• _TO DO_: Reproduce the items word for word, from the line containing "like (643, 459)." through the last line of the items, both ends included.

• _INPUT RECORDS_:
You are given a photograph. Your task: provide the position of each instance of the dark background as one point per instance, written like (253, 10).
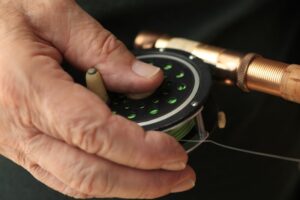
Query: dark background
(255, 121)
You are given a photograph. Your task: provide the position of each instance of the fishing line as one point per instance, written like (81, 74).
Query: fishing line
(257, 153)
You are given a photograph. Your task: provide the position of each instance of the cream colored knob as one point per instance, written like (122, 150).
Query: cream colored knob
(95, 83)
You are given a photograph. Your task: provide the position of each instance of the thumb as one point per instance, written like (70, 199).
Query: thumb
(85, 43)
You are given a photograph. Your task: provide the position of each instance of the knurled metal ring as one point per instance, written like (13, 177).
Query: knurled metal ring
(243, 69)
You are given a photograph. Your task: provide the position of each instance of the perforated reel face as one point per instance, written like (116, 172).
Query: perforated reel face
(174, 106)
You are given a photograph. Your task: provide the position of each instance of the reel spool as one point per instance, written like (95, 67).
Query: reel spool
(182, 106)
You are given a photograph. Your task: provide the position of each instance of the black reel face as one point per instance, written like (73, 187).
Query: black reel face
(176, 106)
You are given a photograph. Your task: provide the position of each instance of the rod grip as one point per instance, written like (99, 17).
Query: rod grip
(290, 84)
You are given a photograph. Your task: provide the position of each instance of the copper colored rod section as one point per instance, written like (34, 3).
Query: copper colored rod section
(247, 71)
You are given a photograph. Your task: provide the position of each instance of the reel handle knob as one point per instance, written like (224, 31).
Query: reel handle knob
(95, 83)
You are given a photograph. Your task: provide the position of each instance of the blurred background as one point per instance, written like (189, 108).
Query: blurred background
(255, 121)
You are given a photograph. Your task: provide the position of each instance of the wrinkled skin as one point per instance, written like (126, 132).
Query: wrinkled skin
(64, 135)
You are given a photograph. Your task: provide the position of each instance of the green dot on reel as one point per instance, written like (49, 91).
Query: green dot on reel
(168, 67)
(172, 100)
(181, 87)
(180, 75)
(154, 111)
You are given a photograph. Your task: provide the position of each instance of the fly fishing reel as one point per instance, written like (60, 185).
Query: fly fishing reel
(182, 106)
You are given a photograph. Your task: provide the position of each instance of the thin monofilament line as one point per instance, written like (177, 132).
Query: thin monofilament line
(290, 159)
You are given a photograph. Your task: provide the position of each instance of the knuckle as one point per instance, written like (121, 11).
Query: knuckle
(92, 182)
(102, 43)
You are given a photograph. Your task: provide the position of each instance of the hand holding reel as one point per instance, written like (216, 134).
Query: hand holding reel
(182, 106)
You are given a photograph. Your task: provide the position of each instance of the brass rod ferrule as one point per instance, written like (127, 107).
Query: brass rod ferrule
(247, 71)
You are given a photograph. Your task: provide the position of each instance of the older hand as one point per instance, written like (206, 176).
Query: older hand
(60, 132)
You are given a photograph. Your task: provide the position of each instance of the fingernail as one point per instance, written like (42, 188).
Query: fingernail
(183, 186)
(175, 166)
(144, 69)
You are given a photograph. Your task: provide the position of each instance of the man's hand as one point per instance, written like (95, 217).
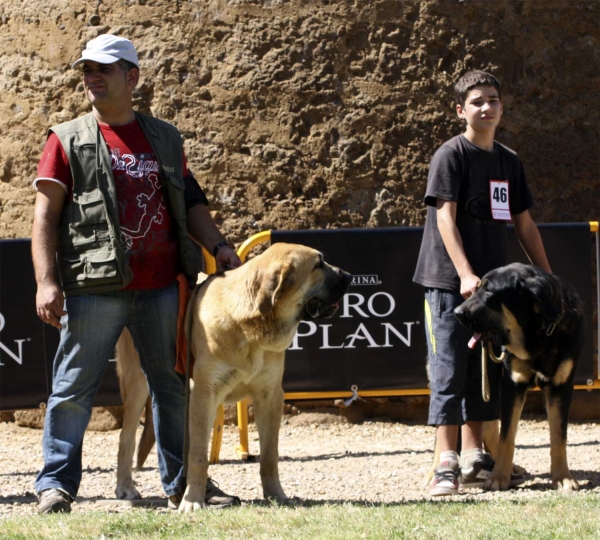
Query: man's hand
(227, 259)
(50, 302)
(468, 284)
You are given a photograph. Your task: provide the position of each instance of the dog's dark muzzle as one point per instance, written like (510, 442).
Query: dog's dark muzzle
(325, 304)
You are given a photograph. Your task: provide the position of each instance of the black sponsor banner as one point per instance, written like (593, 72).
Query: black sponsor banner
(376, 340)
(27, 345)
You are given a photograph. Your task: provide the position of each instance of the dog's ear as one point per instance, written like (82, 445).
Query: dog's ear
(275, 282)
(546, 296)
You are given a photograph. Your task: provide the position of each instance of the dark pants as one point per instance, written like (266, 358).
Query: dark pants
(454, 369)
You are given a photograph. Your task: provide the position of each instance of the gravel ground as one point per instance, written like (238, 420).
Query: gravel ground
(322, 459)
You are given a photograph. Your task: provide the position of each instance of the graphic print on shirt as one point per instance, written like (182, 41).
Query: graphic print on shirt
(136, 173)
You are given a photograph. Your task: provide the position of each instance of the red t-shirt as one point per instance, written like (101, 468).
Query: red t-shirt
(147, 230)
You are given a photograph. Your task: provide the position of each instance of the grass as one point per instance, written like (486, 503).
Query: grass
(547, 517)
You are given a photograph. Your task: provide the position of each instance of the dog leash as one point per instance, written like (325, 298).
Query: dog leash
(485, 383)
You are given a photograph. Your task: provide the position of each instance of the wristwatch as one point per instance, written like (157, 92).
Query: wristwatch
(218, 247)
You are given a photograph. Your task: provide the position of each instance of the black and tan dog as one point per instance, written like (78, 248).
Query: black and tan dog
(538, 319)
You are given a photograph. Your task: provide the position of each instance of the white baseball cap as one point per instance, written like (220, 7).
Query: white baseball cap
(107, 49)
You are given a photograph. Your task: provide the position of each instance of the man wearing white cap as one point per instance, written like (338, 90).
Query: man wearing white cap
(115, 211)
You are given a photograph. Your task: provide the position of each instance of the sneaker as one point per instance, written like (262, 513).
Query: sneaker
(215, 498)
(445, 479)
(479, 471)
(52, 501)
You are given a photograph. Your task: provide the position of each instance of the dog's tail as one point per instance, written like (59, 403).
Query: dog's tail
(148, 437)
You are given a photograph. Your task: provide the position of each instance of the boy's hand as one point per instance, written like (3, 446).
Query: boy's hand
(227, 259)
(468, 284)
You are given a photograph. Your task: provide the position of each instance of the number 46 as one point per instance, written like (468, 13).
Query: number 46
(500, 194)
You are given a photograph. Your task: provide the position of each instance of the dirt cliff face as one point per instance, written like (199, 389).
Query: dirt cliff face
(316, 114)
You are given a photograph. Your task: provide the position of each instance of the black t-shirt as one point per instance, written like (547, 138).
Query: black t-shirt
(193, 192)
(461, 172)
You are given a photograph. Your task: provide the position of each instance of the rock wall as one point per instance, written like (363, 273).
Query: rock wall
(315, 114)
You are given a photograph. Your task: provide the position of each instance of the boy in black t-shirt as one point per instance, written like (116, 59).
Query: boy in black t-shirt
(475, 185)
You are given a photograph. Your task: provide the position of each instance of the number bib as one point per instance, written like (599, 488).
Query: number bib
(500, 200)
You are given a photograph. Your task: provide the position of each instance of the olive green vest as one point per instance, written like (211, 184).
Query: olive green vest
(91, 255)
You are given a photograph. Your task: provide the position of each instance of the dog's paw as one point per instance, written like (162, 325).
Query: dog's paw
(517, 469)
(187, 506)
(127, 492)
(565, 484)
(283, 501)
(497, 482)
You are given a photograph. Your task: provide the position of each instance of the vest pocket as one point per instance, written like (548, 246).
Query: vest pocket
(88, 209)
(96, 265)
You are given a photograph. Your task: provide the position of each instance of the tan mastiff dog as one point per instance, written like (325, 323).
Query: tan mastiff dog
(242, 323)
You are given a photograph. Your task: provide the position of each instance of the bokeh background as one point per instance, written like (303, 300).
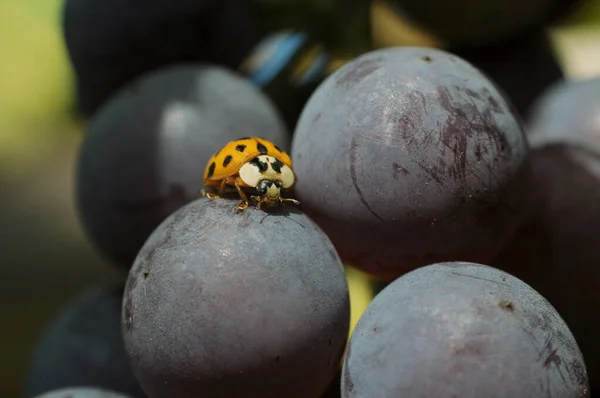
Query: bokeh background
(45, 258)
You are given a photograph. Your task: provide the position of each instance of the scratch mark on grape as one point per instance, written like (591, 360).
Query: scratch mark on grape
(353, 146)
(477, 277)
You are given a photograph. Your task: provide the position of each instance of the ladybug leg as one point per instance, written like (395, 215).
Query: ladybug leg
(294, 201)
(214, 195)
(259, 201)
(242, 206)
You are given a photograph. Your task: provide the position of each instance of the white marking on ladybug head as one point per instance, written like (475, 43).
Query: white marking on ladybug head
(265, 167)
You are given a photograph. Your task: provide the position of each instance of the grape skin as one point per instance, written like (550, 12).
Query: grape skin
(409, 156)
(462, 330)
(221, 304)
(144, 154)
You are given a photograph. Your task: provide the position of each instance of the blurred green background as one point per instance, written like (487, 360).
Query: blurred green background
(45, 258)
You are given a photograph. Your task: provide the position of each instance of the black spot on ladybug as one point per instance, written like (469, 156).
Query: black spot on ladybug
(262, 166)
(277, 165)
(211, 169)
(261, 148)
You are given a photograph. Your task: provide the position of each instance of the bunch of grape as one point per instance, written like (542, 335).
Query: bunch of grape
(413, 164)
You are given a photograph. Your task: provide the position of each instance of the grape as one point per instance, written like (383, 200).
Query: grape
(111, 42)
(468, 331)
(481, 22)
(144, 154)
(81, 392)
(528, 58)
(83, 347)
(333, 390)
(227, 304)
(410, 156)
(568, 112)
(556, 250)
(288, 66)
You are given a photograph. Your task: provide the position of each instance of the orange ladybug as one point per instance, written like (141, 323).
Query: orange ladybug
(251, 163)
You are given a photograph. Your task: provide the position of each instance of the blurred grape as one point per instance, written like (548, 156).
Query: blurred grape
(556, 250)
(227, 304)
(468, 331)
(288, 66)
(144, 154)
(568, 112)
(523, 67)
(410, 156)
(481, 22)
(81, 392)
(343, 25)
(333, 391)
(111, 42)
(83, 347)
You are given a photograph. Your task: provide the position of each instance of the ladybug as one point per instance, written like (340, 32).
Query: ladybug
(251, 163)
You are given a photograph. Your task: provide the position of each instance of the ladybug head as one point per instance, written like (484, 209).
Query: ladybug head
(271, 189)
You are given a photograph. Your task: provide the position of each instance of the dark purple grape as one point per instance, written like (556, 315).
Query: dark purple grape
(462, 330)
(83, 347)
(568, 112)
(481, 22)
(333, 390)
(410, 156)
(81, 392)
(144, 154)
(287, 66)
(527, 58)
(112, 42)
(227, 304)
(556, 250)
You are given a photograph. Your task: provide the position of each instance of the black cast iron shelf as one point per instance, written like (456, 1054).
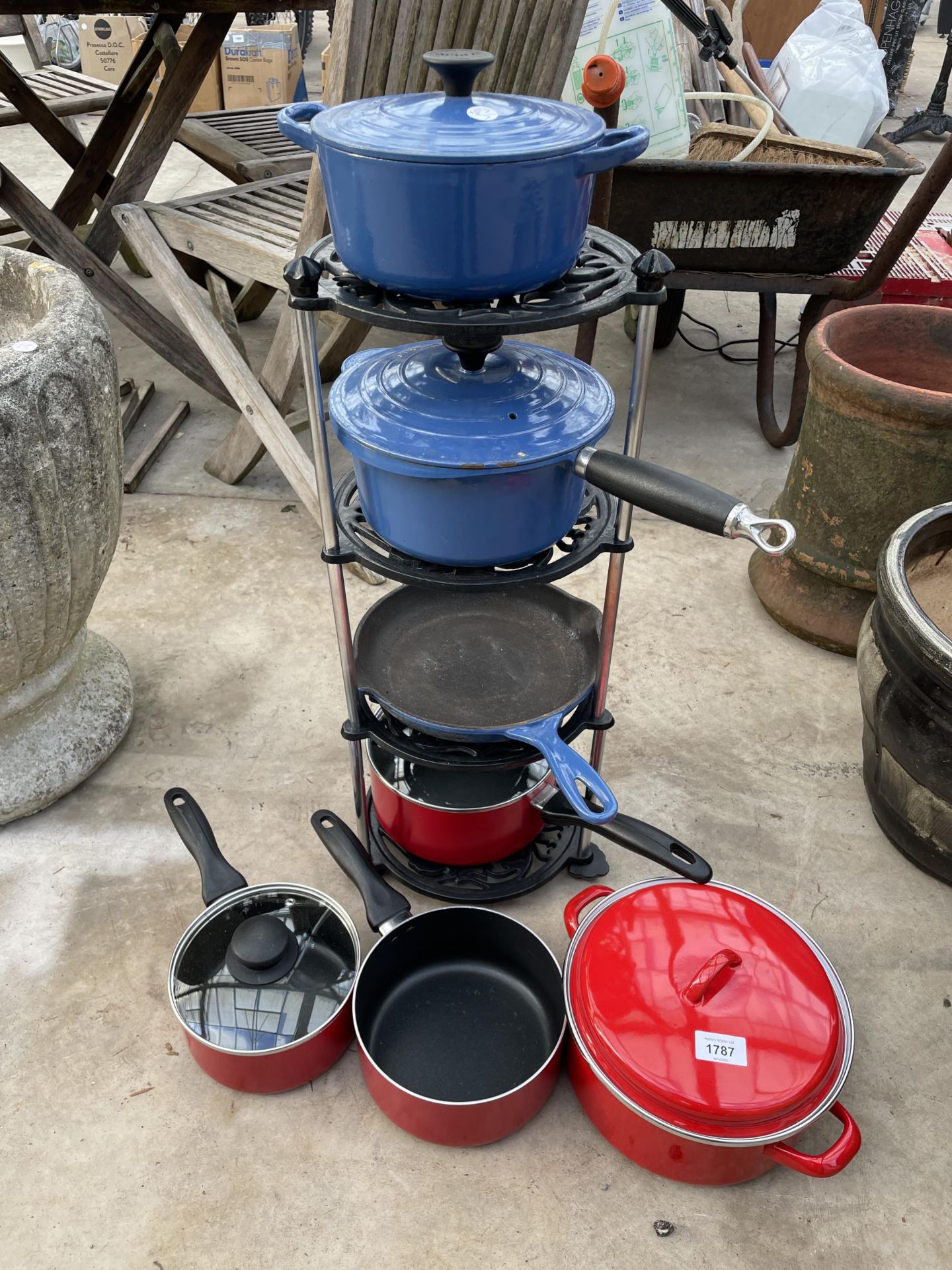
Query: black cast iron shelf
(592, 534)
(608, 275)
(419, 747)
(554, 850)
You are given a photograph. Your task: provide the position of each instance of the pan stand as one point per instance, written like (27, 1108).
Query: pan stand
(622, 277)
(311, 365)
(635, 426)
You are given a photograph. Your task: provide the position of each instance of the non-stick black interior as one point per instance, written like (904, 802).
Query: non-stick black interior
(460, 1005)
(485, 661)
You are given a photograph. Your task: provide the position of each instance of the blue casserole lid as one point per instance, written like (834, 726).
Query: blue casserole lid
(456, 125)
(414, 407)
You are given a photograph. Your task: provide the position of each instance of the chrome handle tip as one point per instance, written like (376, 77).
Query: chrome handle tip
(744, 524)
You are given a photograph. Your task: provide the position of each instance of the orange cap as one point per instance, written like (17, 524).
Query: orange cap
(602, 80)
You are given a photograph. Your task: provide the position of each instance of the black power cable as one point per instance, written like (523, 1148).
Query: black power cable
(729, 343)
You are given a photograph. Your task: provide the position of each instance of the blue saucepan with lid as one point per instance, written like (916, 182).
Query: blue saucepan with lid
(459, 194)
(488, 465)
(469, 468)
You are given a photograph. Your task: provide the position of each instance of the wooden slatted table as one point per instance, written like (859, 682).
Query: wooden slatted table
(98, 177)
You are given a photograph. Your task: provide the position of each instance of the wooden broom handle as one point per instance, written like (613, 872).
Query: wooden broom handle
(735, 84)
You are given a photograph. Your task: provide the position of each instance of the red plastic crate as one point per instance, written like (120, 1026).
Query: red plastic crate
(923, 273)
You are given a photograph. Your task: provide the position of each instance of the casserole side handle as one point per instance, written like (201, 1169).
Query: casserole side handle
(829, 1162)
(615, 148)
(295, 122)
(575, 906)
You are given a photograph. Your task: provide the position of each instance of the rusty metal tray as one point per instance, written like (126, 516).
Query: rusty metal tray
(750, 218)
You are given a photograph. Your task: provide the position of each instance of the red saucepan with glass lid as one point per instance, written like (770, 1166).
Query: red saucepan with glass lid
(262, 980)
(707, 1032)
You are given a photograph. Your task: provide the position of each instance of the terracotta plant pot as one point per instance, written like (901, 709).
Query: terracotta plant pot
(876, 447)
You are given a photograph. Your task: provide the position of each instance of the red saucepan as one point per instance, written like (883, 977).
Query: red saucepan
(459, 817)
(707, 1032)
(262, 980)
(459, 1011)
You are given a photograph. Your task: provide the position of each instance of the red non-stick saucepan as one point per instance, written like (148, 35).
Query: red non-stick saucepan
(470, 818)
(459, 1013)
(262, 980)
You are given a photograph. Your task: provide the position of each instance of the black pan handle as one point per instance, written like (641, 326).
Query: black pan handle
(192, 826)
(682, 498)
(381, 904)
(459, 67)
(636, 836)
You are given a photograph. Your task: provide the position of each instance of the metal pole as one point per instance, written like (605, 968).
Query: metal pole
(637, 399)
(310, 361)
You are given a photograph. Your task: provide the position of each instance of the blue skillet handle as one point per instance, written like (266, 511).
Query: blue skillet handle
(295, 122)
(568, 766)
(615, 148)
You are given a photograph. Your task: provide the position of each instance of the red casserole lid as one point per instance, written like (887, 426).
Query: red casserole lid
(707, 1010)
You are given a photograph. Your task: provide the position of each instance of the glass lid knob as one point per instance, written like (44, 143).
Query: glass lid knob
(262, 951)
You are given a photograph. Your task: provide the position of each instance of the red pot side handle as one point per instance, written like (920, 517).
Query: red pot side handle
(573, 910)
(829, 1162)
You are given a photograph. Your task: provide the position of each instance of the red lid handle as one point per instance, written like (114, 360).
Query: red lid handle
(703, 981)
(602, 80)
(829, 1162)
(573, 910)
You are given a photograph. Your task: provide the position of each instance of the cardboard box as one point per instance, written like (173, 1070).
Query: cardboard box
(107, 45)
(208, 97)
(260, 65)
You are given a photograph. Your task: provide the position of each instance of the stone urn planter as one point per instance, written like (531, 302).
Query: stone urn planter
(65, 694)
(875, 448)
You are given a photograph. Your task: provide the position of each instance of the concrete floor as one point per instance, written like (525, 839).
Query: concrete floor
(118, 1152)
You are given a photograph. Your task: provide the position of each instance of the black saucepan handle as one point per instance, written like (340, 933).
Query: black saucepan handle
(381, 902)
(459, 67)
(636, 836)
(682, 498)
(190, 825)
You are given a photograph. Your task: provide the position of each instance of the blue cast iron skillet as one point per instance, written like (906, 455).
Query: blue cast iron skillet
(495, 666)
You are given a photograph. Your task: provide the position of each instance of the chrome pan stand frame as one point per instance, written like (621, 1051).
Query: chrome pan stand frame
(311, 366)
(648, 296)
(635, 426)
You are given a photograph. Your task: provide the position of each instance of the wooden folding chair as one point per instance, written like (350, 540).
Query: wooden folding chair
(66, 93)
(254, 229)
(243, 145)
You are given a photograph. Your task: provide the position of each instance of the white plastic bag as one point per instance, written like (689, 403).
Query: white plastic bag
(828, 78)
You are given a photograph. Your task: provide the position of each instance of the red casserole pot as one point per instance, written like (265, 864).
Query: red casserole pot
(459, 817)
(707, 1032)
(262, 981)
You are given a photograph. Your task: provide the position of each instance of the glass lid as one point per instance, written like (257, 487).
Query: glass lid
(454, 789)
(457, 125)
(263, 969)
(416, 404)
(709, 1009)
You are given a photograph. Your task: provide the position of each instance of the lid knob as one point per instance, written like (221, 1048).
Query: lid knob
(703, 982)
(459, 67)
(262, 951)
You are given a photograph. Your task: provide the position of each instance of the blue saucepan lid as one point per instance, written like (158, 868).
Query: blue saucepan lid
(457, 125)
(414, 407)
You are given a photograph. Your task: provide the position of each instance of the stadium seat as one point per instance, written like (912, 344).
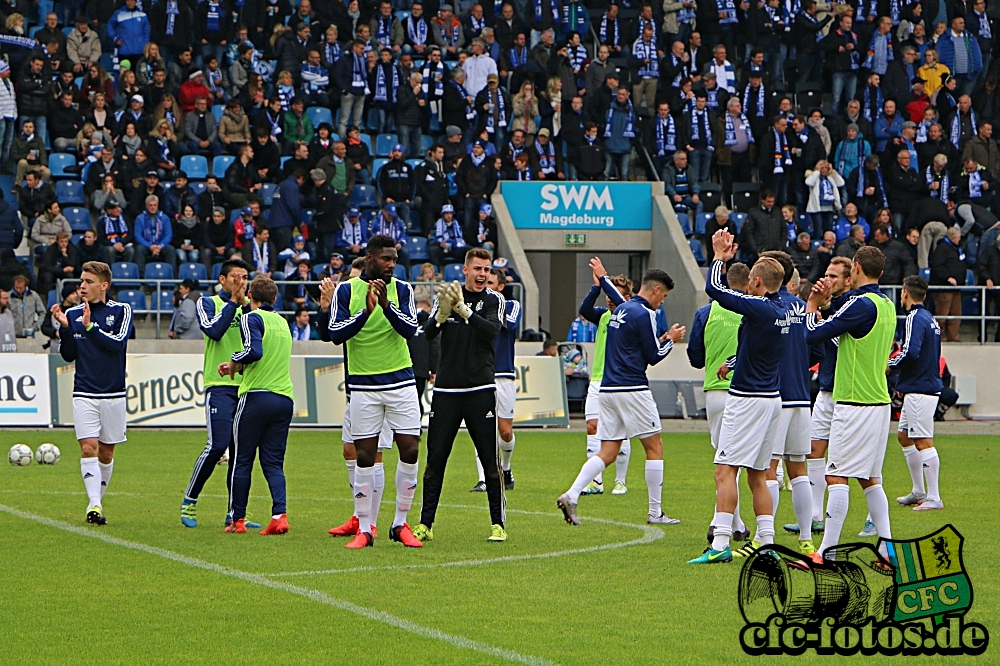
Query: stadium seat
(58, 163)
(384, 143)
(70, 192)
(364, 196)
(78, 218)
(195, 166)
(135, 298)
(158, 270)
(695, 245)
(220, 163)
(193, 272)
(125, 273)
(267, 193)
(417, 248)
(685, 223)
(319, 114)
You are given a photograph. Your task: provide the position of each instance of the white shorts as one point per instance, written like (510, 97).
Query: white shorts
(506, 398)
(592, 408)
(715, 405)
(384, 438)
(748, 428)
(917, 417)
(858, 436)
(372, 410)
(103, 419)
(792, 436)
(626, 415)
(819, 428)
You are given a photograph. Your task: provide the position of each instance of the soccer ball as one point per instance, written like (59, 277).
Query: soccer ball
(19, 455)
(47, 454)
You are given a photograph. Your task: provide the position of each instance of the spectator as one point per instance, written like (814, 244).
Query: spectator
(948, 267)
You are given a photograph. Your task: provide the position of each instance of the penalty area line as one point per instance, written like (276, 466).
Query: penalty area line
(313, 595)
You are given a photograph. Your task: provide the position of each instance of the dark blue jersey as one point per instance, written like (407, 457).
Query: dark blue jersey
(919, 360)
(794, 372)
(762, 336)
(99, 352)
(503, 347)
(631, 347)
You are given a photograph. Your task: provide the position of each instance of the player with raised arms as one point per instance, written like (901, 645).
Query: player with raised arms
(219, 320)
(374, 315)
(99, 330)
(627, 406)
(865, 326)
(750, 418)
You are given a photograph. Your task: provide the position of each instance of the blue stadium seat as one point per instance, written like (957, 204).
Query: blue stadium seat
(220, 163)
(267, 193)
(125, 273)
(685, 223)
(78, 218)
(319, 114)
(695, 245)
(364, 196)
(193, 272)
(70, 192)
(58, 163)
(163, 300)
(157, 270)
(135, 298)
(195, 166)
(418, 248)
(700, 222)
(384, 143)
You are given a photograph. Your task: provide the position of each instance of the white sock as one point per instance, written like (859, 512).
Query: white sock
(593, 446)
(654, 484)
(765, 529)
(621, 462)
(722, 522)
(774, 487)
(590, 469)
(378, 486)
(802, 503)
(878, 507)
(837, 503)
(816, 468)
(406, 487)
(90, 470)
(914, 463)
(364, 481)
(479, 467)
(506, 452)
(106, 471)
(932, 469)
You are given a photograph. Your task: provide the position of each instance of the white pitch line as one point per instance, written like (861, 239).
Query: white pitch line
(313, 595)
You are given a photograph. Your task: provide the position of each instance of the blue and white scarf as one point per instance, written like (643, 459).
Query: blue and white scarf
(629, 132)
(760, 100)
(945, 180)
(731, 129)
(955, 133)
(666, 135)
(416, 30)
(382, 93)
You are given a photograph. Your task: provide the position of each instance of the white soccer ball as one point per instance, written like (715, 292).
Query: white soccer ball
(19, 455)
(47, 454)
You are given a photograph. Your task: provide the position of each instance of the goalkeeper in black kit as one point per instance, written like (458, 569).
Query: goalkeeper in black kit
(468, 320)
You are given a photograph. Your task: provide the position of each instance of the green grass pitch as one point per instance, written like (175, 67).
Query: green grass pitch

• _FINAL RESULT_:
You are given a photograph. Your task: provide the position of each instance of the blue and white scarf as one point per instance, written like (643, 459).
Query: blue and white scarf
(629, 132)
(760, 100)
(945, 180)
(731, 129)
(955, 133)
(666, 135)
(416, 30)
(382, 93)
You are given a photograph. Your task: provide the position of each instance of the white soccer ball as one point per instance, written like (715, 292).
Query: white soccer ball
(19, 455)
(47, 454)
You are given a photograph. Your task: provide the position of each instance of the goalkeeper in black kit as one point per instance, written like (458, 569).
Query: goalkeeper in black kit
(468, 320)
You are given a photograph. Your task: provide the position of each instance of the green grass pitch as one point per instance, written like (175, 67).
Query: green grass pitch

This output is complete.